Task 1
Copy the stretch from "Why Saving the Earth Won’t" through "life changing experiences." in the essay on saving the Earth, word for word.

● ● ● ● ●

Why Saving the Earth Won’t Save Us

What the Earth is begging and pleading for is for us to recognize is that we need to lean into the Earth to heal ourselves.
Why Saving The Earth Won't Save Us

Why Saving the Earth Won't Save Us

One touch of nature makes the whole world kin.
- William Shakespeare

I just returned from 5 weeks living in the Inyo Mountains and becoming a wilderness rites of passage guide. Holding council and fasting alone – being in communion with the natural world around me. Here is a post from one of many discoveries. Many thanks to the desert souls and ancient bones for bearing witness to my rebirth and The School of Lost Borders for their life changing experiences. 

We need to stop trying to save the Earth, that isn't going to help us.

What the Earth is begging and pleading for is for us to recognize is that we need to lean into the Earth to heal ourselves.  She is there lovingly waiting for us to get re-rooted in the world of which we are intrinsically a part of, not apart from. Only when we remember ourselves in ceremony with the world around us can she begin to heal as well for she knows what we have forgotten – we are not separate.

● ● ● ● ●

Task 2
Collect each line of the records below that contains the string "young".

(Stored data)
● ● ● ● ●

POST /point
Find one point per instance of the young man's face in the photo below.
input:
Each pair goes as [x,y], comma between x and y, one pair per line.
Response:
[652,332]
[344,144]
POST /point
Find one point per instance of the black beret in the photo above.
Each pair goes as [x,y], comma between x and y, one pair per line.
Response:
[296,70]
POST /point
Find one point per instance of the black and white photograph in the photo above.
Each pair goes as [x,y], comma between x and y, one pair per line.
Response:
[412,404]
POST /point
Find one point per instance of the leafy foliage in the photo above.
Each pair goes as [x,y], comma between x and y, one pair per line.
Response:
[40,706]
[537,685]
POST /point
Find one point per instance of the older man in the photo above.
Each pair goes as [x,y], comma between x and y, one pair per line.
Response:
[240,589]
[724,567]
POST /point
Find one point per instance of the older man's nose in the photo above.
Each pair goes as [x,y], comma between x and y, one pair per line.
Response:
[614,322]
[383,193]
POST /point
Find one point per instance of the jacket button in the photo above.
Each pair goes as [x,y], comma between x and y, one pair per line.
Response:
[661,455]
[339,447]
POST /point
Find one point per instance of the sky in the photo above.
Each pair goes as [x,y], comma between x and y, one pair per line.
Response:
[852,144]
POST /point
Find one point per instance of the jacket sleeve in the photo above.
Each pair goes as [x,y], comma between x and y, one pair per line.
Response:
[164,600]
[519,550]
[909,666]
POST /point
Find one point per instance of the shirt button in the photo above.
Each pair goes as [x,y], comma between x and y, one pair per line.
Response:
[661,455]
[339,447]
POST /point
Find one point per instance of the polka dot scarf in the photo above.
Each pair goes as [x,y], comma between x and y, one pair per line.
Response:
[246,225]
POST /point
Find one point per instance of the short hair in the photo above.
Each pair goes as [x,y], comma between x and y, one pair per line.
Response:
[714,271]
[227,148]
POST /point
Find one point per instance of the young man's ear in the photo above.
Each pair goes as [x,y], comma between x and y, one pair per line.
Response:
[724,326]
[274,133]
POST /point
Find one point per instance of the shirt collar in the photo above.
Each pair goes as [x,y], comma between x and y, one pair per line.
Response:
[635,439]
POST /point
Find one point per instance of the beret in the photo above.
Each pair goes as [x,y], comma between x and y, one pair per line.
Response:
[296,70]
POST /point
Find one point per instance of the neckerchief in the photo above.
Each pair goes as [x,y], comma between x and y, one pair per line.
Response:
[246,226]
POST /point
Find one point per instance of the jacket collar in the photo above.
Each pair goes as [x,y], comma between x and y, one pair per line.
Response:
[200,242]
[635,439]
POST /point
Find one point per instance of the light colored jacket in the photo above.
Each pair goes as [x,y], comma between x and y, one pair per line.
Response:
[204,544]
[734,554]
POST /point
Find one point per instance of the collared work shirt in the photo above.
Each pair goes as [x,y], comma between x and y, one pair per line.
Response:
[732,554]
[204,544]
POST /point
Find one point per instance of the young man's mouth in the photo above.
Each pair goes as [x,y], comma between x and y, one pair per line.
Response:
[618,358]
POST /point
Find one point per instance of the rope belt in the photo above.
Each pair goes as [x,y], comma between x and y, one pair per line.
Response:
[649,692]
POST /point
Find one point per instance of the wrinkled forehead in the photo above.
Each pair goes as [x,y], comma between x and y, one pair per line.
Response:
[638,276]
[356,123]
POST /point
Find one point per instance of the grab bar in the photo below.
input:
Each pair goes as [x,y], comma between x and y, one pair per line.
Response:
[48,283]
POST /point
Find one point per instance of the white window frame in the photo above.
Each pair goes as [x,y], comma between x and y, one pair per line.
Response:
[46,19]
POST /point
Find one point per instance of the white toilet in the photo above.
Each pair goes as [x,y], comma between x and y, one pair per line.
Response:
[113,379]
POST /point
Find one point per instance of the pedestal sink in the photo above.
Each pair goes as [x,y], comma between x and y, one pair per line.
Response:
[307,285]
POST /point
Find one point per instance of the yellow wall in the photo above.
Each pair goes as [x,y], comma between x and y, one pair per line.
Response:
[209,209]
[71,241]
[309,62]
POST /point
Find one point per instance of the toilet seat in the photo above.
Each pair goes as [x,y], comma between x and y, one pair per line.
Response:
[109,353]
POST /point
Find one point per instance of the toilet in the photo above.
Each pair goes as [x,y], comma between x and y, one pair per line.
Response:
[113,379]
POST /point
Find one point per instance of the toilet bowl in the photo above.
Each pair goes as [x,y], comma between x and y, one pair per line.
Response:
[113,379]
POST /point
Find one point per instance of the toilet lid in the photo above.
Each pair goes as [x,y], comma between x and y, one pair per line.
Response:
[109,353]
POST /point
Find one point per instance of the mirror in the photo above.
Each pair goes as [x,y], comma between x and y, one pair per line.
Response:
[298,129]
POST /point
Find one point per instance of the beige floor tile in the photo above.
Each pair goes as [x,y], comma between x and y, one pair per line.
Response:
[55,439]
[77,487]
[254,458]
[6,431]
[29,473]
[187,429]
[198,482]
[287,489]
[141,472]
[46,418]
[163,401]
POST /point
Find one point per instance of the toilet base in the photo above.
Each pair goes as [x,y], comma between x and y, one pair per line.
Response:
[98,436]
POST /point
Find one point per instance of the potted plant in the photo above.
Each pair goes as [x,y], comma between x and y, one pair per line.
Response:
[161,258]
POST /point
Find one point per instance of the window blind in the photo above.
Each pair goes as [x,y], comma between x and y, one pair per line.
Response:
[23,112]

● ● ● ● ●

Worked solution 1
Why Saving the Earth Won’t Save Us

What the Earth is begging and pleading for is for us to recognize is that we need to lean into the Earth to heal ourselves.
Why Saving The Earth Won't Save Us

Why Saving the Earth Won't Save Us

One touch of nature makes the whole world kin.
- William Shakespeare

I just returned from 5 weeks living in the Inyo Mountains and becoming a wilderness rites of passage guide. Holding council and fasting alone – being in communion with the natural world around me. Here is a post from one of many discoveries. Many thanks to the desert souls and ancient bones for bearing witness to my rebirth and The School of Lost Borders for their life changing experiences.

Worked solution 2
Find one point per instance of the young man's face in the photo below.
Find one point per instance of the young man's ear in the photo above.
Find one point per instance of the young man's mouth in the photo above.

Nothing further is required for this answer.